— WORK TO COMPLETE —
Copy out the data below, replacing "one per instance" with "one for each instance" everywhere it occurs and leaving everything else unchanged.

- - - - - - -

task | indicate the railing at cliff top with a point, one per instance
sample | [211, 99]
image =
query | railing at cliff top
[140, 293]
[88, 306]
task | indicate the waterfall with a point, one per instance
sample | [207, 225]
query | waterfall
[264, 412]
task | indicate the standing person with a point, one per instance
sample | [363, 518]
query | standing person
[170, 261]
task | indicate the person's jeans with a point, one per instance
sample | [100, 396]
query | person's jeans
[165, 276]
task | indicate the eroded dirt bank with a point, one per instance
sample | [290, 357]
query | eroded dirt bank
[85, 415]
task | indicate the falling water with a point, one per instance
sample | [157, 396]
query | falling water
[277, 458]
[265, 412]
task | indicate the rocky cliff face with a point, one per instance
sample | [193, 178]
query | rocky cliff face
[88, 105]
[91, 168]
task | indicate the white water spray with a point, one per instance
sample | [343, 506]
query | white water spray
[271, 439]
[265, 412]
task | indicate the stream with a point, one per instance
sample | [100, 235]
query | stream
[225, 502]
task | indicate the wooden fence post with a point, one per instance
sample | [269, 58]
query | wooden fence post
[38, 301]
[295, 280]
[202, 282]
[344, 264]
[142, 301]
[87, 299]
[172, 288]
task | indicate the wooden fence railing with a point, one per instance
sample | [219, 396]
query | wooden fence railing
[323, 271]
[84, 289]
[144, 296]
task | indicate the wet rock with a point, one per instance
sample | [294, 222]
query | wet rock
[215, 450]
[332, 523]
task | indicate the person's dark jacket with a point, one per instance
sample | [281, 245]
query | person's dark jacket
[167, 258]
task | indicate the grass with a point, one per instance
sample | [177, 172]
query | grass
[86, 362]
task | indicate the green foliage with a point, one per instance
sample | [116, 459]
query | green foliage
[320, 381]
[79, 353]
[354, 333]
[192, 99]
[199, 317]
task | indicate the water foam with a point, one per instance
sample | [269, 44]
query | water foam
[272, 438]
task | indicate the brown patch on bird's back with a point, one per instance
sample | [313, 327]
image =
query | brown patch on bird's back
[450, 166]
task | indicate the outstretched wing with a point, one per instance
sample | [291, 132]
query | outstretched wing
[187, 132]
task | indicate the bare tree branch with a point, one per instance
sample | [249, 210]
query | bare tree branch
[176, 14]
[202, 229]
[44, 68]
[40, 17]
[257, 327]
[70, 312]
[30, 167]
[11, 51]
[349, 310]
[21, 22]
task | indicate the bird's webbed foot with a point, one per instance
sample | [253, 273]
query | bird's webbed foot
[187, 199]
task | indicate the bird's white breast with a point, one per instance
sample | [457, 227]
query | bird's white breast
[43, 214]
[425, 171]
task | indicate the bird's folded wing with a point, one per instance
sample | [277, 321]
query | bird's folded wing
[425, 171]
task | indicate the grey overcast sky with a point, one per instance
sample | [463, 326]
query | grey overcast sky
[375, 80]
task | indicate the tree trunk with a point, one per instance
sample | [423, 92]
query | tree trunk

- - - - - - -

— OUTPUT FOR THIS TASK —
task | indicate the railing at cliff top with a point, one for each instance
sample | [211, 99]
image =
query | railing at cliff top
[140, 293]
[88, 306]
task | indicate the waterfall with a point, one for each instance
sample | [207, 225]
query | waterfall
[264, 412]
task | indicate the standing person with a point, one for each instance
sample | [363, 518]
query | standing person
[170, 261]
task | indicate the person's jeans with a point, one for each instance
sample | [100, 396]
query | person's jeans
[165, 276]
task | indicate the eroded dirt bank with a point, one for each instance
sample | [290, 357]
query | eroded dirt bank
[85, 415]
task | indicate the falling water with a point, one for each instance
sample | [157, 396]
query | falling water
[277, 458]
[265, 412]
task | indicate the rocky cliff face with a point, one for each instance
sample | [193, 178]
query | rocky cliff face
[88, 105]
[91, 168]
task | indicate the white water spray with a point, one for each instance
sample | [343, 506]
query | white water spray
[271, 439]
[265, 412]
task | indicate the stream with a point, one for each instance
sample | [100, 235]
query | stream
[225, 502]
task | indicate the wooden fence post with a point, one for each instance
sample | [269, 58]
query | wooden fence post
[38, 301]
[295, 280]
[202, 282]
[344, 264]
[142, 301]
[87, 299]
[172, 288]
task | indicate the wooden fence railing with a point, one for each instance
sample | [219, 396]
query | wooden fence railing
[323, 271]
[84, 289]
[144, 296]
task | indicate the wet rock with a point, one for each instance
sample | [294, 222]
query | wet rock
[215, 450]
[332, 523]
task | indicate the person's dark jacket with a point, one for each instance
sample | [281, 245]
query | person's dark jacket
[167, 258]
task | indicate the grass with a point, one for each instance
sample | [177, 172]
query | grass
[86, 362]
task | indicate the green foliage with a point, one for each instance
sample | [116, 459]
query | green foliage
[320, 381]
[79, 353]
[354, 333]
[192, 99]
[199, 317]
task | indicate the water foam with a point, one for each instance
sample | [269, 44]
query | water foam
[272, 438]
task | indicate the brown patch on bird's back with a point, one for each instance
sample | [313, 327]
image =
query | brown patch on bird's back
[450, 166]
task | indicate the outstretched wing with a point, one for each instance
sample | [291, 132]
query | outstretched wing
[187, 132]
task | indicate the bare tree branch with a point, one for each instance
sample | [249, 210]
query | bare tree branch
[176, 14]
[202, 229]
[44, 68]
[40, 17]
[257, 327]
[70, 312]
[30, 167]
[11, 51]
[349, 310]
[21, 22]
task | indicate the bird's webbed foot with a point, one for each instance
sample | [253, 273]
query | bird's webbed foot
[187, 199]
task | indicate the bird's white breast with a point, one for each instance
sample | [457, 227]
query | bird's white breast
[43, 214]
[425, 171]
task | indicate the bird's folded wing with a point, one for each instance
sample | [277, 321]
query | bird's folded wing
[425, 171]
task | indicate the grey overcast sky with a point, one for each instance
sample | [463, 326]
query | grey overcast sky
[375, 80]
task | indicate the tree trunk with a point, one for each instance
sample | [423, 92]
query | tree trunk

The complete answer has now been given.